### Aim of the task
The reply should hold only the lines below from the one with "An image is provided above. Search it thoroughly for reflection" to the end, each copied exactly.

### Source data
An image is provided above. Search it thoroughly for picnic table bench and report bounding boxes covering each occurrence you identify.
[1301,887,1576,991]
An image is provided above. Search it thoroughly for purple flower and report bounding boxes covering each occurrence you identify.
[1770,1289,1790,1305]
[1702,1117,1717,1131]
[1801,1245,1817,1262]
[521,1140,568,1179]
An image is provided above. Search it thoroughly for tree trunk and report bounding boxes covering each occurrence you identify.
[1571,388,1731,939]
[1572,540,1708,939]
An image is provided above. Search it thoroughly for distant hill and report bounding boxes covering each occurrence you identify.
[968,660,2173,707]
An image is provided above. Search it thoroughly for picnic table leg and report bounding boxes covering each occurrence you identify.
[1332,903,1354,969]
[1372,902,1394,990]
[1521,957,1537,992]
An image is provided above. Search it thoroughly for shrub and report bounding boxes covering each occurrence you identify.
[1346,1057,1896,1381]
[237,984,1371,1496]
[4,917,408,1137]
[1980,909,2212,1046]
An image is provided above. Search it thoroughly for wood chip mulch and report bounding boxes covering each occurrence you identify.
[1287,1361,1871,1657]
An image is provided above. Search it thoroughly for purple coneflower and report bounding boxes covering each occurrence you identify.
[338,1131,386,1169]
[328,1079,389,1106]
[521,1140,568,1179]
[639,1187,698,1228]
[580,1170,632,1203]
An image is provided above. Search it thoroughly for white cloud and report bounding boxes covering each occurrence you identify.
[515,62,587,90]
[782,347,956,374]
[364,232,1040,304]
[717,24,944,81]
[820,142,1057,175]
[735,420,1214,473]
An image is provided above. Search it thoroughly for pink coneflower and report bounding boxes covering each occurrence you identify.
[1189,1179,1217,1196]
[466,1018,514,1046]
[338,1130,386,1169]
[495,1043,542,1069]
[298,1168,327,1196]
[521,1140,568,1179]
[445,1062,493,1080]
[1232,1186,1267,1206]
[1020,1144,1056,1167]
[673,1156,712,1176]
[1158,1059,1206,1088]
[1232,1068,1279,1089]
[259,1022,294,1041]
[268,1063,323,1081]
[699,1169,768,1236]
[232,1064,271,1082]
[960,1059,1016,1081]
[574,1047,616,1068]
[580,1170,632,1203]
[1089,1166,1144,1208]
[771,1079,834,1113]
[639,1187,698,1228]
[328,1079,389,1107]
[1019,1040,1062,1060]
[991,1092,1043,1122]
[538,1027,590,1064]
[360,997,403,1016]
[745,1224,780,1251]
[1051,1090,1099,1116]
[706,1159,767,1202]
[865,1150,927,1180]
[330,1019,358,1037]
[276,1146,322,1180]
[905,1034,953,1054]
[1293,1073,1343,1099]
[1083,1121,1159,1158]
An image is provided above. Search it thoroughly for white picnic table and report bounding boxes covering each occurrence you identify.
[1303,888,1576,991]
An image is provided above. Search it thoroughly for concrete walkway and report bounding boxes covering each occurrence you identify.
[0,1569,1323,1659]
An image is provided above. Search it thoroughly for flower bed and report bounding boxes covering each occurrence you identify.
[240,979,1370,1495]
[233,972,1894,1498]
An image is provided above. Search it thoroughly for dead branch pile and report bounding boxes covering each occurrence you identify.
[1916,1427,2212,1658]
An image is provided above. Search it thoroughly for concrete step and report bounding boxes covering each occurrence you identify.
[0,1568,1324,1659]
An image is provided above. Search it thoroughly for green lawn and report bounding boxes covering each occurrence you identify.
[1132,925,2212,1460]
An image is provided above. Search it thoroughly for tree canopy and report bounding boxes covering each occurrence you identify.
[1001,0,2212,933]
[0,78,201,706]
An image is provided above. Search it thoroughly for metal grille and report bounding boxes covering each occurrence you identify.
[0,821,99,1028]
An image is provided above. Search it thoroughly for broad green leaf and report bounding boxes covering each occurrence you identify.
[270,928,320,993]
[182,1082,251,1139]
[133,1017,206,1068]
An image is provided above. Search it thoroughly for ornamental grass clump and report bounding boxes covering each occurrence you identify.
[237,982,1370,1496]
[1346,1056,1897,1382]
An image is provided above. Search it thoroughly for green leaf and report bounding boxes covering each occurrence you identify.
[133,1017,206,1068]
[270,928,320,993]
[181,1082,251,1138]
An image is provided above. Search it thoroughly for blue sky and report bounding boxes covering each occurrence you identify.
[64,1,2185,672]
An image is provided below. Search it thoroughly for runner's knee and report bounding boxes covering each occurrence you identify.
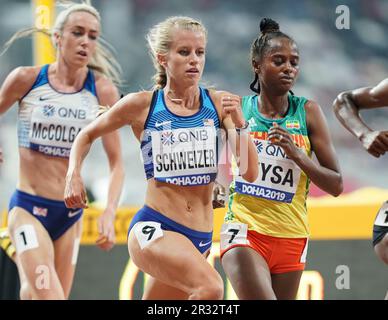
[191,272,224,300]
[375,237,388,265]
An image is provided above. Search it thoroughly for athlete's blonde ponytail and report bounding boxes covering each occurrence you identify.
[1,1,122,86]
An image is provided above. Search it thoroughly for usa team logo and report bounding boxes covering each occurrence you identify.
[161,131,175,145]
[43,105,55,117]
[203,118,214,126]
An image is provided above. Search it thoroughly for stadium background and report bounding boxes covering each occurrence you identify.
[0,0,387,299]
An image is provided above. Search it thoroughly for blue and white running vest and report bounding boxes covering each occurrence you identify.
[18,64,99,158]
[141,88,221,186]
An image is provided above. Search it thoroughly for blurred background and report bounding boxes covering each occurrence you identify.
[0,0,387,299]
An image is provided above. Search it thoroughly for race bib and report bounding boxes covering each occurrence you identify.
[151,127,217,186]
[220,222,248,250]
[14,224,39,254]
[29,104,96,157]
[235,139,302,203]
[133,221,164,249]
[374,201,388,227]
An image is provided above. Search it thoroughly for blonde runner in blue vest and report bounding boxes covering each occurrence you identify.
[64,16,258,300]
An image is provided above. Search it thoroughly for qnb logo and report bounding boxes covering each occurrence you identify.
[161,131,175,146]
[254,140,263,153]
[266,144,289,159]
[43,105,55,117]
[57,107,87,120]
[177,130,209,143]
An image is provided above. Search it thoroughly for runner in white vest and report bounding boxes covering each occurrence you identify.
[0,2,124,299]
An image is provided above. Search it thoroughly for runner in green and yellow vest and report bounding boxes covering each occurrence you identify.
[220,17,343,300]
[227,93,311,238]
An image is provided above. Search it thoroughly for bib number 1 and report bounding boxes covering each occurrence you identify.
[374,201,388,227]
[14,224,39,254]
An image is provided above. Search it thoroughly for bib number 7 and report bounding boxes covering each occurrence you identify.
[227,229,240,243]
[220,223,248,250]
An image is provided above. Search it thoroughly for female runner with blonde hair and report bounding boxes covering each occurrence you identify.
[0,1,124,299]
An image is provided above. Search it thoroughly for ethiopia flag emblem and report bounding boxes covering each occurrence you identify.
[286,120,300,129]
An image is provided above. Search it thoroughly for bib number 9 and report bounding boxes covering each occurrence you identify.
[133,222,163,249]
[142,225,156,241]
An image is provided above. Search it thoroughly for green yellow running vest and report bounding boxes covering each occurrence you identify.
[226,94,312,238]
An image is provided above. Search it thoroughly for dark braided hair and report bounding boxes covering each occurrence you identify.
[250,18,295,95]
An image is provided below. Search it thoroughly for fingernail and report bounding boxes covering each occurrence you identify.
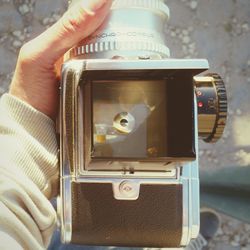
[81,0,108,15]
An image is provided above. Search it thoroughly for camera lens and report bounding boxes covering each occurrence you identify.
[69,0,170,59]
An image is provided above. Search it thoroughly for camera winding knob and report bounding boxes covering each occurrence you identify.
[194,73,227,143]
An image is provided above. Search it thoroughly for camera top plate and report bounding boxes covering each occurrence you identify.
[62,58,209,78]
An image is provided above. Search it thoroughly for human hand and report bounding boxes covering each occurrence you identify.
[9,0,112,120]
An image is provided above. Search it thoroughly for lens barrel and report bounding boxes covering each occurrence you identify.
[69,0,170,59]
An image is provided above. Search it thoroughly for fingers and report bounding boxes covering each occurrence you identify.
[9,0,112,120]
[19,0,112,67]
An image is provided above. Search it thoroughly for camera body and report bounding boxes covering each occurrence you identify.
[58,0,227,248]
[58,58,210,248]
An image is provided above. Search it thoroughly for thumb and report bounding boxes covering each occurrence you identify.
[20,0,112,66]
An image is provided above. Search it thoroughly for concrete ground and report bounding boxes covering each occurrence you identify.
[0,0,250,249]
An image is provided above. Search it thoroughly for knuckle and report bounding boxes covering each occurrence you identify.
[19,42,33,65]
[60,7,86,34]
[18,41,42,67]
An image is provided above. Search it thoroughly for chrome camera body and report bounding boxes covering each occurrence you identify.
[58,0,227,248]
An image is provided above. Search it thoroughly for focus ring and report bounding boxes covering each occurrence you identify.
[70,40,170,58]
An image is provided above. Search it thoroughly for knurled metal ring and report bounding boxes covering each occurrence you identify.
[205,73,227,143]
[70,40,170,58]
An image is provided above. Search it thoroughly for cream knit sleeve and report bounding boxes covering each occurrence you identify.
[0,94,59,250]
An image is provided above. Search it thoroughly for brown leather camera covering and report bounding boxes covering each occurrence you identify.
[71,182,183,248]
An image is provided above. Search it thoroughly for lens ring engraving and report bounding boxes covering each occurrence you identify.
[70,41,170,58]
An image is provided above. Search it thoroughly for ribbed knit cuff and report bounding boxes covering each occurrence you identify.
[1,94,55,137]
[0,94,59,198]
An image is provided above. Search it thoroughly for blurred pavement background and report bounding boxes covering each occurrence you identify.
[0,0,249,249]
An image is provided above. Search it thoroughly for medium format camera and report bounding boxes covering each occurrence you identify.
[58,0,227,248]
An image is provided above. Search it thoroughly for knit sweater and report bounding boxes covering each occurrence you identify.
[0,94,59,250]
[0,94,193,250]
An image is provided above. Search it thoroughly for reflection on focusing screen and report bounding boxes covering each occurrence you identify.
[92,80,167,158]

### Solution to the exercise
An image is provided above. Search it thoroughly for reflection on focusing screen and report bounding boxes covering each occurrence you identify.
[92,80,167,158]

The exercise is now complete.